BRIEF: Convert the stretch of data from its start through the line containing "[0,205,640,308]" into a Markdown table with the columns No. and Text, giving each non-blank line its own numbered row.
--------------------
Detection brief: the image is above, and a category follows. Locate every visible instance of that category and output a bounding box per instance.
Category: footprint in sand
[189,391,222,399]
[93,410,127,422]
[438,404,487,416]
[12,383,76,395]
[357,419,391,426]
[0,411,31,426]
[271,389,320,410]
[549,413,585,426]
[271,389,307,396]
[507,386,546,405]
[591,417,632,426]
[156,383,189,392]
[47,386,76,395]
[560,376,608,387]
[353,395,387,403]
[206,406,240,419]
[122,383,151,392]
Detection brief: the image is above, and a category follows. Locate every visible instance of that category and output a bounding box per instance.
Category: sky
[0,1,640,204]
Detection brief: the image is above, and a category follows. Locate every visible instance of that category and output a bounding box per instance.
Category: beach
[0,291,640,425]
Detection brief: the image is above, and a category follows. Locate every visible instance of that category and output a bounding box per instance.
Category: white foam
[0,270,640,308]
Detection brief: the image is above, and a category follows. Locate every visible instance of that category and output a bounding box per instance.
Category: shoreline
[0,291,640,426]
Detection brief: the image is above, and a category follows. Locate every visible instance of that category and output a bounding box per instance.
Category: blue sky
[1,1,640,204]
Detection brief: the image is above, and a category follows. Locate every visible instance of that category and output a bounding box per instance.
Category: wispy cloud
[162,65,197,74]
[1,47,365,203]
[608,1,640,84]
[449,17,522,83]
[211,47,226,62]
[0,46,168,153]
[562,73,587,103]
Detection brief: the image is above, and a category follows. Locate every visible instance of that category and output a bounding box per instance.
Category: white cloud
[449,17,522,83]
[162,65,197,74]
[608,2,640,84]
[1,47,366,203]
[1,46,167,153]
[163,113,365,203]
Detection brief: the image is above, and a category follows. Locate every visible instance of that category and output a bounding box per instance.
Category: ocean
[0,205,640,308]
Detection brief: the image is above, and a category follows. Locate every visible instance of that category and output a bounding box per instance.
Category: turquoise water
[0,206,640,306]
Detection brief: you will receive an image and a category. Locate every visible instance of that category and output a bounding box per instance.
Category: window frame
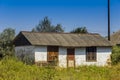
[86,47,97,62]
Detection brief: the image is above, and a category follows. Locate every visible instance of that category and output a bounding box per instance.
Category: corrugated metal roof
[14,31,111,47]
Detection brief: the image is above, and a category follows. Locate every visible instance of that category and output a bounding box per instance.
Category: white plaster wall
--------------------
SOLUTION BELOW:
| No. | Text |
|---|---|
| 1 | Detection brief: the image is above, and a category follows. Locate every visible instance of that category and output a bounding box per instance. |
| 2 | Category: footprint in sand |
| 3 | [189,391,222,399] |
| 4 | [93,410,127,422] |
| 5 | [438,404,487,416] |
| 6 | [12,383,76,395] |
| 7 | [357,419,391,426] |
| 8 | [0,411,31,426] |
| 9 | [271,389,320,410] |
| 10 | [549,413,585,426] |
| 11 | [271,389,307,396] |
| 12 | [507,386,546,405] |
| 13 | [591,417,632,426] |
| 14 | [156,383,189,392] |
| 15 | [47,386,76,395] |
| 16 | [560,376,608,387] |
| 17 | [353,395,387,403] |
| 18 | [206,406,240,419] |
| 19 | [122,383,151,392] |
| 20 | Detection brief: the image is above, and a category follows. Locate every visible instance of that category and output a bounding box per instance. |
| 21 | Category: sky |
| 22 | [0,1,640,204] |
| 23 | Detection brief: the image is above, and a category follows. Locate every visible instance of that category and output a bounding box per instance. |
| 24 | Category: beach |
| 25 | [0,291,640,425] |
| 26 | Detection brief: the image is above, and a category follows. Locate every visible instance of that category and output a bounding box per instance. |
| 27 | Category: white foam |
| 28 | [0,270,640,308] |
| 29 | Detection brief: the image is above, and a category follows. Locate every visible instance of that category and output a bounding box per instance. |
| 30 | Category: shoreline |
| 31 | [0,291,640,426] |
| 32 | Detection brief: the image is above, and a category follows. Locate every visible instance of that category and output a bounding box per instance. |
| 33 | Category: blue sky |
| 34 | [1,1,640,204] |
| 35 | Detection brief: the image is above, and a category follows. Locate every visible instance of that category and output a bounding box per instance. |
| 36 | Category: wispy cloud |
| 37 | [162,65,197,74] |
| 38 | [1,47,365,203] |
| 39 | [608,1,640,84] |
| 40 | [449,17,522,83] |
| 41 | [211,47,226,62] |
| 42 | [0,46,168,153] |
| 43 | [562,73,587,103] |
| 44 | Detection brief: the image is above, and a category follows. Locate every visible instance of that category and output a bounding box per instance. |
| 45 | Category: white cloud |
| 46 | [449,17,522,83] |
| 47 | [162,65,197,74] |
| 48 | [608,2,640,84] |
| 49 | [1,47,366,203] |
| 50 | [1,46,167,153] |
| 51 | [163,113,365,203] |
| 52 | Detection brief: the image is above, and a category follows. Locate every visible instance of that category and output a bounding box per instance. |
| 53 | Category: ocean |
| 54 | [0,205,640,308] |